───── Task input

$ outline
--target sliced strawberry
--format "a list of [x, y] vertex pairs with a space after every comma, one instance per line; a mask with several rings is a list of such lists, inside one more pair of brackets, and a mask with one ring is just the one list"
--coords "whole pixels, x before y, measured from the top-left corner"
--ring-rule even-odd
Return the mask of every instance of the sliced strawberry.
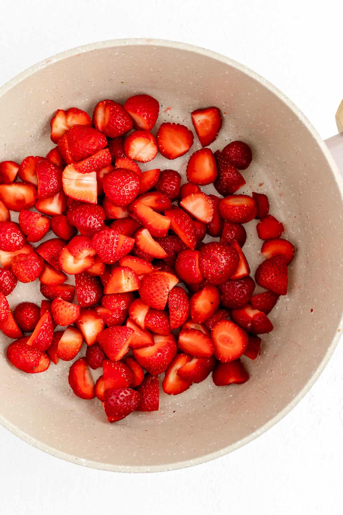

──────────

§ **Exercise details**:
Transcribe every line of the rows above word for word, omitting the pictures.

§ **Result**:
$ outline
--target sliced strawberry
--format "a list of [x, y] vertex pairs with a space after every comma, one instance per line; a mask with several rings is a list of such lists, inside one more pair of brackets, and a mask with one ring is just the one list"
--coords "whole pixels, x before y, measured from the top-left corner"
--ring-rule even-odd
Return the mask of every instance of the sliced strawberry.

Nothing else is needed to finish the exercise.